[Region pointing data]
----

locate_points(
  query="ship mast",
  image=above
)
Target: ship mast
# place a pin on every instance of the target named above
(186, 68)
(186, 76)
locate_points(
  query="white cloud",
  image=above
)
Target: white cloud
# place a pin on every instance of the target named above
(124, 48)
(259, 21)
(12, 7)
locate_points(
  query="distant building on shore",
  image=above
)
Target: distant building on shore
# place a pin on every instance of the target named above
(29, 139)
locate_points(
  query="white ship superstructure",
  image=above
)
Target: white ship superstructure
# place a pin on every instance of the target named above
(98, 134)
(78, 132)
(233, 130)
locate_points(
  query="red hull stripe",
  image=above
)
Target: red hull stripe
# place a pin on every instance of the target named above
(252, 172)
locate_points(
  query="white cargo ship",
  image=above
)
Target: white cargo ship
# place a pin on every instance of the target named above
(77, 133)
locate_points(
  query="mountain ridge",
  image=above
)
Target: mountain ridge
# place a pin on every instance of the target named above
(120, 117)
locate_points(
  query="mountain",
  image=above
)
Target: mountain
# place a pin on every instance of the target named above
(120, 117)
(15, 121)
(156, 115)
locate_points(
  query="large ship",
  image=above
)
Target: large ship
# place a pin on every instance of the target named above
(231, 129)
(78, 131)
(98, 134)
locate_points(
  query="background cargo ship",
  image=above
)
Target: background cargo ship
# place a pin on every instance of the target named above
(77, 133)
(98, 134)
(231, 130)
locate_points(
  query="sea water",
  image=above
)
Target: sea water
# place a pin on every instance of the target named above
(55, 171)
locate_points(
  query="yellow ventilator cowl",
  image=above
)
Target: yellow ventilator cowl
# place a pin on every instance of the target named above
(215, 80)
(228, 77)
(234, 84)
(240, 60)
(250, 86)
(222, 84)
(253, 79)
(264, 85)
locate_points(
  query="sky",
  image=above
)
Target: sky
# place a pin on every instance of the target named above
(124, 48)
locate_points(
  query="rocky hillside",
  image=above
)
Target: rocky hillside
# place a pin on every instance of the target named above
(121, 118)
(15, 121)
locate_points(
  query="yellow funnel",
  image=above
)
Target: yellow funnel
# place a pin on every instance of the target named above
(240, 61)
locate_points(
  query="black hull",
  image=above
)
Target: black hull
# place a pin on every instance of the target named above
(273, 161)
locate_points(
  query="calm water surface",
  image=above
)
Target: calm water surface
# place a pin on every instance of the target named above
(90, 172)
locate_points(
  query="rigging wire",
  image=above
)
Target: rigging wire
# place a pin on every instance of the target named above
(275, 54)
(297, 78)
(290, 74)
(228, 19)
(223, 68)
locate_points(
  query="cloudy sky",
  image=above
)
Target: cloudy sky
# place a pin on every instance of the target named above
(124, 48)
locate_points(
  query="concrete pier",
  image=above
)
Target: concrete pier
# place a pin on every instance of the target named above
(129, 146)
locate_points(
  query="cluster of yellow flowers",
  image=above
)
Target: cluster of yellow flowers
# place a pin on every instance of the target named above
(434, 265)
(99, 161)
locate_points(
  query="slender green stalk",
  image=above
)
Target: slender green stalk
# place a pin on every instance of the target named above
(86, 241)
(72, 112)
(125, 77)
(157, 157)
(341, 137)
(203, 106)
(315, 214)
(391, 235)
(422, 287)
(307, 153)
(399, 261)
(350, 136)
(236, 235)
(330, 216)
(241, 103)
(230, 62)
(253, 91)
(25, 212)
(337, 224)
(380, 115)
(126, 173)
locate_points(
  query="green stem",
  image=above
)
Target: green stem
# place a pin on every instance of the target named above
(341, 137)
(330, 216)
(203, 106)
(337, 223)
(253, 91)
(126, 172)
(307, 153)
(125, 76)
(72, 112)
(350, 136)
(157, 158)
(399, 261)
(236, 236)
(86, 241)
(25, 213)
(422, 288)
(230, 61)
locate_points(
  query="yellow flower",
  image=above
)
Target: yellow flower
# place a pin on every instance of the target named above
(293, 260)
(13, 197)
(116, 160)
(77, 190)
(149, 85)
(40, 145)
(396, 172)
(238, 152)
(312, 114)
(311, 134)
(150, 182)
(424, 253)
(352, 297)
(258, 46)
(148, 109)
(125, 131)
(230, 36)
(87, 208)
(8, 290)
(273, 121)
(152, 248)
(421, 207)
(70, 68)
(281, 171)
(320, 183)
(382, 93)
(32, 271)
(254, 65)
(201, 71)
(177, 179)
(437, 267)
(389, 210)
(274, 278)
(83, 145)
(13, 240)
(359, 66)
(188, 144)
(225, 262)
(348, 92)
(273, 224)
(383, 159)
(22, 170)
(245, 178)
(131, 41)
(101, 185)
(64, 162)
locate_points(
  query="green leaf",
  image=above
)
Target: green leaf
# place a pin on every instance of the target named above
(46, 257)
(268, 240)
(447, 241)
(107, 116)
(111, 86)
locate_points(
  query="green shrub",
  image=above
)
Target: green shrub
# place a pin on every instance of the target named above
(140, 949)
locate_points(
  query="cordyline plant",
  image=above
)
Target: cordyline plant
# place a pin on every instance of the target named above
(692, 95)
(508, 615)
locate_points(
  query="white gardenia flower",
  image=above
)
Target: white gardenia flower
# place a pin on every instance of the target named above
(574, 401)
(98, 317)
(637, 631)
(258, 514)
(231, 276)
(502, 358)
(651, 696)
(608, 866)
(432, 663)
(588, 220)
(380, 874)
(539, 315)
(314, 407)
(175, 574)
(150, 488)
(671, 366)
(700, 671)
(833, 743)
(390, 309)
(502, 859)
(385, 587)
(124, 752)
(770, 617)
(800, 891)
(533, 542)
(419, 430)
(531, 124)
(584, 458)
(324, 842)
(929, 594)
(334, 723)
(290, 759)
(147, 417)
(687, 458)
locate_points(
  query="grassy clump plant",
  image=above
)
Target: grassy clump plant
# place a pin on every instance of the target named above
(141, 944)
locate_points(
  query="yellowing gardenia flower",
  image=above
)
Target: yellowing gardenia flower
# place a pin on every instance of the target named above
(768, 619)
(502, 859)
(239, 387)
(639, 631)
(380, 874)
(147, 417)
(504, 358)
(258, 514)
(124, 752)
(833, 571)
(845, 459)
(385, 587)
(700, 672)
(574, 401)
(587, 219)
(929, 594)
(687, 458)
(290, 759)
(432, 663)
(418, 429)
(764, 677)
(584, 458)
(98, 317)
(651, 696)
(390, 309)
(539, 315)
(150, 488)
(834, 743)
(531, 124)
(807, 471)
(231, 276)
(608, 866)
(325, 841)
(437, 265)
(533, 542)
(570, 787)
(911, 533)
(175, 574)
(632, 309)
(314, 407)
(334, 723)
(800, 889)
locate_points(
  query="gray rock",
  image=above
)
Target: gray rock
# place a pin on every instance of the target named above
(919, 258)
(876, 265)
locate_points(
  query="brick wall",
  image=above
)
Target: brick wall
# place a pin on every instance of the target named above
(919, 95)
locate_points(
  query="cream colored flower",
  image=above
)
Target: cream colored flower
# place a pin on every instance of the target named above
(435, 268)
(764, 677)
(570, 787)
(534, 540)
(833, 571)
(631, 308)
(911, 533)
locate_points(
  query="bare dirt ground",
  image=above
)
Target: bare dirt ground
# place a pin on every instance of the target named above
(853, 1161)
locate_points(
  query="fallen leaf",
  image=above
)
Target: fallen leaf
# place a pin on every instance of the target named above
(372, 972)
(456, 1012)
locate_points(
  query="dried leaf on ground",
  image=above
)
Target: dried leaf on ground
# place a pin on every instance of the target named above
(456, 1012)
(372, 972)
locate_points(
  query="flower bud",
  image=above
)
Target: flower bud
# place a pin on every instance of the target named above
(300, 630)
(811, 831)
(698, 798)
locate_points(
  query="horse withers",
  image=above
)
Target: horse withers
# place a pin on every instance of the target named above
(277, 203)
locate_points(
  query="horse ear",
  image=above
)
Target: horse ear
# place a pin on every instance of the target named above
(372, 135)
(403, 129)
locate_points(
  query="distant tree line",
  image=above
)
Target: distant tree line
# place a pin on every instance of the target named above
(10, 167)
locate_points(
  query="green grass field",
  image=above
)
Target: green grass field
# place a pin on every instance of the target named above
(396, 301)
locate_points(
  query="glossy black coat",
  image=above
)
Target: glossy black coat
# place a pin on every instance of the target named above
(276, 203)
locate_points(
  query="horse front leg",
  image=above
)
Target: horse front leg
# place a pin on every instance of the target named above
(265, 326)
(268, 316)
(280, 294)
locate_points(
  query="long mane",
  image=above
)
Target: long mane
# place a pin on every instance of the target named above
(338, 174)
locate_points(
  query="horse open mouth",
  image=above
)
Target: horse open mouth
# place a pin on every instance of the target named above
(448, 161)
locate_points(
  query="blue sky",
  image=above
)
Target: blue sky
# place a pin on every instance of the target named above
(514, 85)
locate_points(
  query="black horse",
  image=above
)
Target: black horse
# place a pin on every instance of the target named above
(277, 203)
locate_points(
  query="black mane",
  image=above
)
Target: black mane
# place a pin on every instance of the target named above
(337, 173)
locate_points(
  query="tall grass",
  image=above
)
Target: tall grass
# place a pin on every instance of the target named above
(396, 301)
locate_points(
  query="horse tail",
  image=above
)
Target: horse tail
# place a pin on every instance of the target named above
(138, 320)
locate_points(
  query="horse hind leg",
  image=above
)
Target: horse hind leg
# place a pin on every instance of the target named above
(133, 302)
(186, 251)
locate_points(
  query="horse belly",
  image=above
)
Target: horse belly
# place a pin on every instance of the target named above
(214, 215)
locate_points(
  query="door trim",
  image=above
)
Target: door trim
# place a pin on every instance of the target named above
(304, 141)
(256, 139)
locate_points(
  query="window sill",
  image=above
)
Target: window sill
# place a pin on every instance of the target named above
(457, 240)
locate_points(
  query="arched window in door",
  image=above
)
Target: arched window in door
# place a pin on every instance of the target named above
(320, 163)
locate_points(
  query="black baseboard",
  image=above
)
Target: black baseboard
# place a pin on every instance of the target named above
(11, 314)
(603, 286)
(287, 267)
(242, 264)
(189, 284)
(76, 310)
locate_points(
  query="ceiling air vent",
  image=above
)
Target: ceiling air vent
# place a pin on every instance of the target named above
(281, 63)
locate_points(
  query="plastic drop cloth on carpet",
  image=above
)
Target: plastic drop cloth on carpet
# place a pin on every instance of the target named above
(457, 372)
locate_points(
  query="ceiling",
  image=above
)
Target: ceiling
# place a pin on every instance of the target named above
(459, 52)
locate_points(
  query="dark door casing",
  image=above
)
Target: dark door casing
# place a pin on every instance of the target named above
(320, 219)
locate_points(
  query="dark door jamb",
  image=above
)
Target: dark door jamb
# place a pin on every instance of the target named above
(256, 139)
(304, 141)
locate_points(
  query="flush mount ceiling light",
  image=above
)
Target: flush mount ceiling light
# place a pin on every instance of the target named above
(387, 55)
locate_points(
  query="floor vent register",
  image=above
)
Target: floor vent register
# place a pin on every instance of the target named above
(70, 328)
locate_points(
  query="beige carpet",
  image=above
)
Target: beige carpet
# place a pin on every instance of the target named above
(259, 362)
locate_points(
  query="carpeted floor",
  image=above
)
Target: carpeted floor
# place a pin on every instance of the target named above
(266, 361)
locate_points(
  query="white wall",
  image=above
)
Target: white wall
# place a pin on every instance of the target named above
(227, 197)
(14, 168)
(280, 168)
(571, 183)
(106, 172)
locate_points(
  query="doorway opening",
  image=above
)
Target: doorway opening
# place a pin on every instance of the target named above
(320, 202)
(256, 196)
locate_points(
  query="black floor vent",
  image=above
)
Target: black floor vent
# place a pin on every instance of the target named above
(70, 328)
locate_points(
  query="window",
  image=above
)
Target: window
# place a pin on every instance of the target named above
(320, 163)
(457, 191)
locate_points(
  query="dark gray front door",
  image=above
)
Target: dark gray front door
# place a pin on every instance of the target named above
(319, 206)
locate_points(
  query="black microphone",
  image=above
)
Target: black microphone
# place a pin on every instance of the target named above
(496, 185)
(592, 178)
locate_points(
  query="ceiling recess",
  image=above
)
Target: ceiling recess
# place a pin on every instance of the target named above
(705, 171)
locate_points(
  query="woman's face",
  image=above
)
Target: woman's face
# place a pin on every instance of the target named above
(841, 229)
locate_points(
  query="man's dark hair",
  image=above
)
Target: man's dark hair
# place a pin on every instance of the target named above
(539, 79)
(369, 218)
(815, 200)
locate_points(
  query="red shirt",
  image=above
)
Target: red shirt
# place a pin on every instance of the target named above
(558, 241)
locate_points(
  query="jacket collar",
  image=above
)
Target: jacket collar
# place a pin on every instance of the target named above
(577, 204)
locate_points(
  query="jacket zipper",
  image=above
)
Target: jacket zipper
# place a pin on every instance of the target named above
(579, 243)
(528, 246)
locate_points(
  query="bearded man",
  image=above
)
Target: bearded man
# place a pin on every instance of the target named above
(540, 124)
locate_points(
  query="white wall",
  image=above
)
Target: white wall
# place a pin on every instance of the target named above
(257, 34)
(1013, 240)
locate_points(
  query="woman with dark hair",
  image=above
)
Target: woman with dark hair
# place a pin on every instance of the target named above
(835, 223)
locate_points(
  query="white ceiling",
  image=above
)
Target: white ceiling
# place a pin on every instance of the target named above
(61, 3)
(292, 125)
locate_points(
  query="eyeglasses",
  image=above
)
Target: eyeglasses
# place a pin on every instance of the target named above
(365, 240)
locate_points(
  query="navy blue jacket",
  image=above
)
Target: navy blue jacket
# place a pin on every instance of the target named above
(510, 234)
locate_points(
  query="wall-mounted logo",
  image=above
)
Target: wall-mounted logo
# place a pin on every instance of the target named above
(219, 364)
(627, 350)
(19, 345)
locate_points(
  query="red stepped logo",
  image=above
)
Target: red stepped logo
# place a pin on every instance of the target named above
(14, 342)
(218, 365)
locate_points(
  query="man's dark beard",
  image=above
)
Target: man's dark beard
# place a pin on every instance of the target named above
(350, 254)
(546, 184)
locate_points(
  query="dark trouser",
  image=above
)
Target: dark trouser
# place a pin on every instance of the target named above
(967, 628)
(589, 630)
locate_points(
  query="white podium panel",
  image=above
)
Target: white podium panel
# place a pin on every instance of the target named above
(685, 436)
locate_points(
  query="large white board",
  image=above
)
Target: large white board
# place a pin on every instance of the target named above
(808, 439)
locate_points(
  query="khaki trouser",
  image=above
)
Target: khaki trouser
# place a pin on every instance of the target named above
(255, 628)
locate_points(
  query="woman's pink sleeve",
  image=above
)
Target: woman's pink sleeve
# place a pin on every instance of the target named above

----

**Description of the task:**
Reprint the data above from the opening line to the line holding "Target: white cloud", inclusive, and nothing else.

**Task answer:**
locate_points(
  query="ship mast",
  image=above
)
Target: ship mast
# place a pin on every instance of the target named above
(186, 68)
(186, 76)
locate_points(
  query="white cloud",
  image=above
)
Target: white cloud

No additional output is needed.